■ Текстовый блок ■
Ирина выходит из машины, когда на дороге показывается похоронная процессия. Звучит тихая траурная песня. Мужчины несут хоругви. Медленно двигается за ними газель с гробом. Горожане из процессии аккуратно поддерживают друг друга под руку, и, можно подумать, что тому причина не печаль, а гололед.
Женщина останавливает мэра, и та, склонив к ней голову, выслушивает ее. «Добре, добре», — говорит, отходя.
— Она просила, чтобы я отговорила ее сына ехать на Майдан, — говорит Ирина. — Ее он не слушается, а меня послушает. Я его отговорю. Ему двадцать два. Начнут бить, ну что он сделает?
Задний двор продуктового магазина покрыт плиткой. По углам краснеют холодильники Coca-Cola. У магазинной стены собрался черный сугроб. Двое мужчин в рабочей форме ждут у входа. Мэр открывает багажник. Мужчины сносят туда коробки с продуктами — рисом, гречкой, паштетом, сосисками, лимонами, чаем, кофе. Каждый раз машина приседает под тяжестью новой коробки.
— Столько будет подогрева, — говорит Ирина, глядя, как заполняется багажник, — что ни один «Беркут» не возьмет. Нас не надо организовывать, мы сами можем сорганизоваться, и никакие политики нам для этого не нужны. Кстати, посмотрите на упаковки, — обращается ко мне. — Это все польские продукты. В Польше они стоят в три раза дешевле. И это — еще одна причина, по которой мы хотим в Евросоюз.

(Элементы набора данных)
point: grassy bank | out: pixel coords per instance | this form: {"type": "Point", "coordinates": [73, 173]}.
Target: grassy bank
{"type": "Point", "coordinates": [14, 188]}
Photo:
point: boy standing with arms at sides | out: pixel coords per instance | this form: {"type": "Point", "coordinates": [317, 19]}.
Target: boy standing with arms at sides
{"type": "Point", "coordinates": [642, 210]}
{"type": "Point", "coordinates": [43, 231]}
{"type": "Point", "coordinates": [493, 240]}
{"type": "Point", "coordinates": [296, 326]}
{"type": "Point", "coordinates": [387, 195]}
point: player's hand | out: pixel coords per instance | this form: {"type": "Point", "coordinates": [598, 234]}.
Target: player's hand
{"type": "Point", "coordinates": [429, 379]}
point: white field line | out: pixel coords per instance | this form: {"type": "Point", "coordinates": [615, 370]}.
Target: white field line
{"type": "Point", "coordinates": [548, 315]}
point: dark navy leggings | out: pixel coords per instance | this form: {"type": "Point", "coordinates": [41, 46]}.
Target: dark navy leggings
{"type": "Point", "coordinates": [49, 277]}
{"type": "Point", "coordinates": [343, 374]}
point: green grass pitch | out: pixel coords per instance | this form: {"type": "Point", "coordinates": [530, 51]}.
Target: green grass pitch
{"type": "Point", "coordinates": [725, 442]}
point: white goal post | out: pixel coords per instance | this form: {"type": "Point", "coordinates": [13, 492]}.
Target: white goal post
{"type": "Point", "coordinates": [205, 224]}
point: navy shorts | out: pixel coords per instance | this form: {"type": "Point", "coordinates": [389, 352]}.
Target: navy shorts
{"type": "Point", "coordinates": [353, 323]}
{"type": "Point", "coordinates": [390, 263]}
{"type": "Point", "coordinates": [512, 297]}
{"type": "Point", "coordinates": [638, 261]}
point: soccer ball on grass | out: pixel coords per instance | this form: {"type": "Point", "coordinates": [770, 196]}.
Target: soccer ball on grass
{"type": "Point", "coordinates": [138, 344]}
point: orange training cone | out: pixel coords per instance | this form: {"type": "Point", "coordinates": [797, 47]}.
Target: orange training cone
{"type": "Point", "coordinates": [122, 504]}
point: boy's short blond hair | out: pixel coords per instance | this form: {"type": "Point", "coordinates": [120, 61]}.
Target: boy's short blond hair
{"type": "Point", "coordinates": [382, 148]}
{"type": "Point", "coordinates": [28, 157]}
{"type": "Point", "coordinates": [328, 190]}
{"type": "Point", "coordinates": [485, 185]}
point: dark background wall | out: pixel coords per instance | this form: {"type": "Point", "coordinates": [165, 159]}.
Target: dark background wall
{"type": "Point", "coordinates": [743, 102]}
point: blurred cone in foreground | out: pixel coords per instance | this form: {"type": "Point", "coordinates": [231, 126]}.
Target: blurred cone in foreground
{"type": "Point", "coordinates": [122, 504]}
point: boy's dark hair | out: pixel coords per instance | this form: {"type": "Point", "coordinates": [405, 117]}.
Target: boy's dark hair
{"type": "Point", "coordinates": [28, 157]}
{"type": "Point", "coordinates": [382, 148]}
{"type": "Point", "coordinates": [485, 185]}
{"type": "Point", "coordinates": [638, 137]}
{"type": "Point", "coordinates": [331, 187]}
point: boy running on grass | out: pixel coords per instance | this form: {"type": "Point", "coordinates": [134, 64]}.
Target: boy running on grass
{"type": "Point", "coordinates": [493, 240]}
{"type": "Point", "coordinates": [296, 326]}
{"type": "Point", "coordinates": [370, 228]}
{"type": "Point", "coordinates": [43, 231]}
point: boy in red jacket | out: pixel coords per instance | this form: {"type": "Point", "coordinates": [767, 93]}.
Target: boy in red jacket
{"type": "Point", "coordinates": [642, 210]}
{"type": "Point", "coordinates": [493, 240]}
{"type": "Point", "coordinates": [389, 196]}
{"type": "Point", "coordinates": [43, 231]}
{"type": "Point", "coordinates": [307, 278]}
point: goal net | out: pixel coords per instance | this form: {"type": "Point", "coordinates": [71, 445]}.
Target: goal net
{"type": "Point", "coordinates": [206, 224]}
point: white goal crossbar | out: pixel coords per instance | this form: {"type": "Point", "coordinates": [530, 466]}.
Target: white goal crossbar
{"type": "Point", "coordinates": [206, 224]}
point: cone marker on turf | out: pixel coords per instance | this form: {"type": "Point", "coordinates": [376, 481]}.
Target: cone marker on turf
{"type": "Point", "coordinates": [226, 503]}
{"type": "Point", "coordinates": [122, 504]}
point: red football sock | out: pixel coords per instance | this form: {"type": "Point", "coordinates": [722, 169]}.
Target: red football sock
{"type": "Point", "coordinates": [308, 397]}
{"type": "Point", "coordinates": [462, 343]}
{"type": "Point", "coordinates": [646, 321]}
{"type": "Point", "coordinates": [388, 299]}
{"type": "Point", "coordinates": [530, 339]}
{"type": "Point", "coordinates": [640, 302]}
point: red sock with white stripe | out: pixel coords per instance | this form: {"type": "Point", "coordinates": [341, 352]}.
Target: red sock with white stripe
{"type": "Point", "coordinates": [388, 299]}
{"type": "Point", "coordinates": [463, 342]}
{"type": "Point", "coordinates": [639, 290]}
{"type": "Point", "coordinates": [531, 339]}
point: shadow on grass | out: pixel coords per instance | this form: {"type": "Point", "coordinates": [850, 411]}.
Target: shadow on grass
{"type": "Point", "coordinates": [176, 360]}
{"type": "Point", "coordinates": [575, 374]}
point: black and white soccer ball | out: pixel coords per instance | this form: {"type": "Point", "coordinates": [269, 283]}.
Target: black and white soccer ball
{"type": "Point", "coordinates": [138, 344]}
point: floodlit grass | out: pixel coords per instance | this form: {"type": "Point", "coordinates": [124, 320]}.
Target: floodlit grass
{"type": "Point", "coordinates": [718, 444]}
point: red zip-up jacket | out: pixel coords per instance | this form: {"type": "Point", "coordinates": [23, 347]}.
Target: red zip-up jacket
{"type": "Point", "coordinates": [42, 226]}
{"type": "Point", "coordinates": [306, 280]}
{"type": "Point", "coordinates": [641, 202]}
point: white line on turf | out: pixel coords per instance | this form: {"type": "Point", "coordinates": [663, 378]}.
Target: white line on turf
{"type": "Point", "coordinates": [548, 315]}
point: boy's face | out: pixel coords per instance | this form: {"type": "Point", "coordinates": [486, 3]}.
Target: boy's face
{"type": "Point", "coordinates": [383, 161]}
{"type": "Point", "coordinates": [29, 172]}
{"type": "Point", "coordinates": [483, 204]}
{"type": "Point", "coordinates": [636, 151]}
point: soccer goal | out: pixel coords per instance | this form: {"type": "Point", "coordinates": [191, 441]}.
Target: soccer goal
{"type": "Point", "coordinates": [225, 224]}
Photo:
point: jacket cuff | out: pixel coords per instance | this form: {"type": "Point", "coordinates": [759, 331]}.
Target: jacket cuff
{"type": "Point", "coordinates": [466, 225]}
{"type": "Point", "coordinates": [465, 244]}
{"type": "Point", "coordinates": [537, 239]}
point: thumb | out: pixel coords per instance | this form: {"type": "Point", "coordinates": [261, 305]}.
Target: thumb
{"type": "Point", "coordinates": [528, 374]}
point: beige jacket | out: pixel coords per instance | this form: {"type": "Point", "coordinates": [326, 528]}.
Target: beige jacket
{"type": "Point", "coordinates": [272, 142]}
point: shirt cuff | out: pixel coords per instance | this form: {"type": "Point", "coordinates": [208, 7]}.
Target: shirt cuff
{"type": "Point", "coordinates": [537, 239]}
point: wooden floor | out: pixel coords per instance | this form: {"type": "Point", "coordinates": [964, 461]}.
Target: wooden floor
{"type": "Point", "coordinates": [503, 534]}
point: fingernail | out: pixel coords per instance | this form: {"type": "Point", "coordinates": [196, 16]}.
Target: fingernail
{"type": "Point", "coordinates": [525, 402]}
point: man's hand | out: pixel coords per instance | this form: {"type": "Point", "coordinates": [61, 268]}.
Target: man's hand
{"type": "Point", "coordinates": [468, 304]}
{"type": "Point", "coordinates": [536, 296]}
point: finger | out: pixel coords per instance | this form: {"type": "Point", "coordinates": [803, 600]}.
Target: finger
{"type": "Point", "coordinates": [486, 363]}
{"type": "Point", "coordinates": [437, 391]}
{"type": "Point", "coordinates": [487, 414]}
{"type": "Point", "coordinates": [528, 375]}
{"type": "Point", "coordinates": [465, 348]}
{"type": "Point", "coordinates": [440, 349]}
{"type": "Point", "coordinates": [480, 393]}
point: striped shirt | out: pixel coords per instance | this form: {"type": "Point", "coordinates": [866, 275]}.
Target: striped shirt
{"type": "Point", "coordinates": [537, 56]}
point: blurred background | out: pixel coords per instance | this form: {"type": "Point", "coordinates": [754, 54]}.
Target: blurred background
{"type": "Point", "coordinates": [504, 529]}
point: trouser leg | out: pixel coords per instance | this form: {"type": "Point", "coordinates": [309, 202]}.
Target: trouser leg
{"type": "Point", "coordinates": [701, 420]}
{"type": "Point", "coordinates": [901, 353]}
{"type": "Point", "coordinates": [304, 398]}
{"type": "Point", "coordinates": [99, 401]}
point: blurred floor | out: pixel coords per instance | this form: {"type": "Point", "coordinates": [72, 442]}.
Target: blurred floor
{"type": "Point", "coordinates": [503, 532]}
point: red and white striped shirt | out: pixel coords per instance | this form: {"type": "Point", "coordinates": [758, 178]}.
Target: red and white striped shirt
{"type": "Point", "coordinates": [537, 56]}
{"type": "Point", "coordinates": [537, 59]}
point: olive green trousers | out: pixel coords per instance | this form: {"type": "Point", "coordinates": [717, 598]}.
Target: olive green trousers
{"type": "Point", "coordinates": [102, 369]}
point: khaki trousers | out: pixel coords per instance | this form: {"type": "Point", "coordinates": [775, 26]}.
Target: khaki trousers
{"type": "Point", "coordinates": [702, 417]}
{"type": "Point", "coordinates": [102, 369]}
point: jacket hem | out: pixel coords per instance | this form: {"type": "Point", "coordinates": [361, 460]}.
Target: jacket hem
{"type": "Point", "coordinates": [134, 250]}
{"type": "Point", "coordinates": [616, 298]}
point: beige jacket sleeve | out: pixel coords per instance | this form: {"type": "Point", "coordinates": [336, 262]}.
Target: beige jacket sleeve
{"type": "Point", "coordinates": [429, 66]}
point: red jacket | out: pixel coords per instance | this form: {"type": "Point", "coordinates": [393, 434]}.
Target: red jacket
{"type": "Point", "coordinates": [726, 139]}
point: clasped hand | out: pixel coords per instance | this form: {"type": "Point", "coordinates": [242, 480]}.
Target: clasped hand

■ Цель задания ■
Выпишите дословно отрывок из текстового блока: начните со слов, содержащих «Ирина выходит из», и остановитесь после слов «что он сделает?».

■ Результат задания ■
Ирина выходит из машины, когда на дороге показывается похоронная процессия. Звучит тихая траурная песня. Мужчины несут хоругви. Медленно двигается за ними газель с гробом. Горожане из процессии аккуратно поддерживают друг друга под руку, и, можно подумать, что тому причина не печаль, а гололед.
Женщина останавливает мэра, и та, склонив к ней голову, выслушивает ее. «Добре, добре», — говорит, отходя.
— Она просила, чтобы я отговорила ее сына ехать на Майдан, — говорит Ирина. — Ее он не слушается, а меня послушает. Я его отговорю. Ему двадцать два. Начнут бить, ну что он сделает?